EXERCISE DETAILS
Copy out the passage on capital gains and interest taxation word for word, from "These tax changes" up to and including "financed instruments.".

GIVEN PASSAGE
┌──

These tax changes have effectively made the taxation of income from
equity investments double that of the taxation of returns from debt-
financed instruments.
Before 1986, interest income was taxed as ordinary income while capital
gains were subject to a differential tax. Thus, before 1986, for the top
income brackets, interest income was subject to a marginal rate of about
50 percent while capital gains were taxed at 20 percent.
10
Tax reform in 1986 changed that. It eliminated the capital gains
differential and lowered the personal tax rates. The result: capital gains
and interest income were taxed at the same rate - 28 percent. It is true
that the budget agreement of 1990 raised the top tax bracket to 31 percent
while keeping the capital gains tax at 28 percent. But this slight differential
has had no measurable influence on investment decisions. Essentially,
from a tax point of view, investors today are indifferent regarding equity
and debt instruments.

└──

Records of labeled points

┌──

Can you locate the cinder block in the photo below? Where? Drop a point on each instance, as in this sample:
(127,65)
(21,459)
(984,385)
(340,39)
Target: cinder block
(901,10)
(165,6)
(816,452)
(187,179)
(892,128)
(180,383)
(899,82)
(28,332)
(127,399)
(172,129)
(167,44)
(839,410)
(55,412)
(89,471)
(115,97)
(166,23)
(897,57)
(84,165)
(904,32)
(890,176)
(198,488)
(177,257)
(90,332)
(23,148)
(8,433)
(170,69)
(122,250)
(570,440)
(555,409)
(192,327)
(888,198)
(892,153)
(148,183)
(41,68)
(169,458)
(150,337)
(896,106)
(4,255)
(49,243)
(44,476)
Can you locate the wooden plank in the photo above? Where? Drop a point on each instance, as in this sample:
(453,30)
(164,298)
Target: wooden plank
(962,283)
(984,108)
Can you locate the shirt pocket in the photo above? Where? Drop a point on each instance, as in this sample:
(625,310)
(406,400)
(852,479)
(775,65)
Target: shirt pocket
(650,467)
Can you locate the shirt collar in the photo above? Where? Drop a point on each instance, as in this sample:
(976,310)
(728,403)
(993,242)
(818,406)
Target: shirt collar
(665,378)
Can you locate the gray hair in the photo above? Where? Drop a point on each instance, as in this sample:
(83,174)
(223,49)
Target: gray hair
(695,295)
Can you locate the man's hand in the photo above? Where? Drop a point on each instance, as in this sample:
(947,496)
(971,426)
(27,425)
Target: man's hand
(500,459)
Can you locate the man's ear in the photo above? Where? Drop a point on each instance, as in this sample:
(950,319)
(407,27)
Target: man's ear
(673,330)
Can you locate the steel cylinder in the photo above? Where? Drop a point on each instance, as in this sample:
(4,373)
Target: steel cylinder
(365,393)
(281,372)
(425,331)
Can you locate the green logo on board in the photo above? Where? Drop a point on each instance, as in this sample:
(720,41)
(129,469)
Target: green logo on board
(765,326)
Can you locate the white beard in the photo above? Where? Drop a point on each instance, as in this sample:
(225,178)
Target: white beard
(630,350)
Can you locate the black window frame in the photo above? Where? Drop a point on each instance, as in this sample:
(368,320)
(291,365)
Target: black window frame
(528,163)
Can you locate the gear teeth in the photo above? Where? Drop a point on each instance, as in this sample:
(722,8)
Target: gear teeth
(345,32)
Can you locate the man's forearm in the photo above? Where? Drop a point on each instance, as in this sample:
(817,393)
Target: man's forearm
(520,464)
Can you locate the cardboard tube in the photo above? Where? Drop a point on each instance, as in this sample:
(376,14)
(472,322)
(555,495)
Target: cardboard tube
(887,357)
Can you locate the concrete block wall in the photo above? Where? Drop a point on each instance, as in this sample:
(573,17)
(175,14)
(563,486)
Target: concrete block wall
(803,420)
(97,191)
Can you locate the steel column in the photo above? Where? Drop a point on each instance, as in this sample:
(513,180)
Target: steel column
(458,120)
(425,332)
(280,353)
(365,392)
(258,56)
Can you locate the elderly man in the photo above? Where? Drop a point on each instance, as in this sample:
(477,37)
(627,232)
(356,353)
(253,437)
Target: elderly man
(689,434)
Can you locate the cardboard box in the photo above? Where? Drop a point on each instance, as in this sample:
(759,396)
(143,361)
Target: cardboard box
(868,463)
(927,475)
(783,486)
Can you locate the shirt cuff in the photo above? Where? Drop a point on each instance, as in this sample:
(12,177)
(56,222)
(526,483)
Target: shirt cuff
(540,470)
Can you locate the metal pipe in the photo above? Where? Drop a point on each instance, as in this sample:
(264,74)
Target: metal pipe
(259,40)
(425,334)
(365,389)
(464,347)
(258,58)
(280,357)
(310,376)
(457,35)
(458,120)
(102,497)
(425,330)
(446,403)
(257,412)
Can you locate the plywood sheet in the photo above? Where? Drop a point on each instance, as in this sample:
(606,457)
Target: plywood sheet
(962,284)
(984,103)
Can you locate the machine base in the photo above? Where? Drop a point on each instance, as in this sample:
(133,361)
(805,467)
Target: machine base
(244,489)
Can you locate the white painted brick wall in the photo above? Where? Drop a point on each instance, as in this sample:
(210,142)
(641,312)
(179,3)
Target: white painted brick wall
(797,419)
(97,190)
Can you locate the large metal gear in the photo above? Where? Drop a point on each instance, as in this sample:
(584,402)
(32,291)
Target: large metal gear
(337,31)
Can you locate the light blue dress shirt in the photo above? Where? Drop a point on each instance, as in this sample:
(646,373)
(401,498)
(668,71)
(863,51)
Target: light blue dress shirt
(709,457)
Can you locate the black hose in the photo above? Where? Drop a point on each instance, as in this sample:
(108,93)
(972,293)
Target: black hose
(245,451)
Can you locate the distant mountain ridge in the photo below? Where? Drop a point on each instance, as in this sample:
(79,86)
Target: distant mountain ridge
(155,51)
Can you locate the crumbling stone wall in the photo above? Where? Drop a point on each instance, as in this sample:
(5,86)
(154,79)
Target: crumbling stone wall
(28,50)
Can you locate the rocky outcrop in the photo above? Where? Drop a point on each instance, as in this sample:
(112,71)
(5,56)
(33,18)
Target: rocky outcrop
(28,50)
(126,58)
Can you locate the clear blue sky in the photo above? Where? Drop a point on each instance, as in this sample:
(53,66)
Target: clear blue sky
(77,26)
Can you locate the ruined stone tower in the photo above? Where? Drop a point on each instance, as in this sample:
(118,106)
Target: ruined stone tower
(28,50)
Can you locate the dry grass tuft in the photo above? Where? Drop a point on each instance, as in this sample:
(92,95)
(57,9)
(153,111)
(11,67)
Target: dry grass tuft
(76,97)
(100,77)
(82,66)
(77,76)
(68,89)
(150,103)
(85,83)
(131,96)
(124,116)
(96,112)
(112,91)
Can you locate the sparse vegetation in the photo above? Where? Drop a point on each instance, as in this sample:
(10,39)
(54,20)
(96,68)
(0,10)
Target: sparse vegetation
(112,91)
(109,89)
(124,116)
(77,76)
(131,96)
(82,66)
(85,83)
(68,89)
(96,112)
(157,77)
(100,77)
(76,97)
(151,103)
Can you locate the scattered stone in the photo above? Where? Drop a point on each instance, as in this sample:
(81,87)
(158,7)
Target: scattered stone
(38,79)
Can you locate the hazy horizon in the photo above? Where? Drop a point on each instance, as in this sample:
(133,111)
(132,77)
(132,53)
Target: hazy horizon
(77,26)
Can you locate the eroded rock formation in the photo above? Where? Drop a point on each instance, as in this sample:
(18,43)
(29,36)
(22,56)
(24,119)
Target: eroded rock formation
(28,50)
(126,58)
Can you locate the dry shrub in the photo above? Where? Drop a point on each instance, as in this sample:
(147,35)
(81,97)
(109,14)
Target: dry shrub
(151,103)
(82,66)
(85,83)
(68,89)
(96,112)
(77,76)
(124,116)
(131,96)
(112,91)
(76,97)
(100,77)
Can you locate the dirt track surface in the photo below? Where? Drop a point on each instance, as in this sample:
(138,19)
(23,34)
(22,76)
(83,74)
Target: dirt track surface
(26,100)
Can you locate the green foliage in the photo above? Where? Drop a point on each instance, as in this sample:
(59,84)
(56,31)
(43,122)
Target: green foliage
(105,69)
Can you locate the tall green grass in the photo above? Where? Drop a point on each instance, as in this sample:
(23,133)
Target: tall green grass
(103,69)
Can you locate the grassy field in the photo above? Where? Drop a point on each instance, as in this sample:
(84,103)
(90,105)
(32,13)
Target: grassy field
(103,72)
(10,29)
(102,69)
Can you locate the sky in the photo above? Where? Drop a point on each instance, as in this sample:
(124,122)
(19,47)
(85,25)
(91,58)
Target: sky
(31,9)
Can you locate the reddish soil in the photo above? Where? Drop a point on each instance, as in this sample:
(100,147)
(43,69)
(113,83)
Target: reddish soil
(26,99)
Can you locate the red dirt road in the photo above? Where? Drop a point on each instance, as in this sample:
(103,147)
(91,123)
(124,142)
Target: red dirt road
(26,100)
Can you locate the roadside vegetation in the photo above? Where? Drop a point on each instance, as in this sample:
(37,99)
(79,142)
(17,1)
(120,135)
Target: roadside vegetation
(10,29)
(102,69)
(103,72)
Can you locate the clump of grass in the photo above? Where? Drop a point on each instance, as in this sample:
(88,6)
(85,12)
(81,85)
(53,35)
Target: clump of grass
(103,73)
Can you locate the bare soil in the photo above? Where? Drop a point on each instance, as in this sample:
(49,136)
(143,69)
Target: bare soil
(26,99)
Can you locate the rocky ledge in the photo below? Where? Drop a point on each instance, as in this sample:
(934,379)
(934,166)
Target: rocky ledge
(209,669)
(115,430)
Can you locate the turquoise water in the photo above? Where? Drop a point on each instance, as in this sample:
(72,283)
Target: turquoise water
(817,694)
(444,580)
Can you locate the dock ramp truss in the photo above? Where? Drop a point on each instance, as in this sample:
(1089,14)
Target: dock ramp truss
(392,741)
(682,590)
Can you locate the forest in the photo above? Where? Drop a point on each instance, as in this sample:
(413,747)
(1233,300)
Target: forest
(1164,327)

└──

OUTPUT FOR THIS EXERCISE
These tax changes have effectively made the taxation of income from
equity investments double that of the taxation of returns from debt-
financed instruments.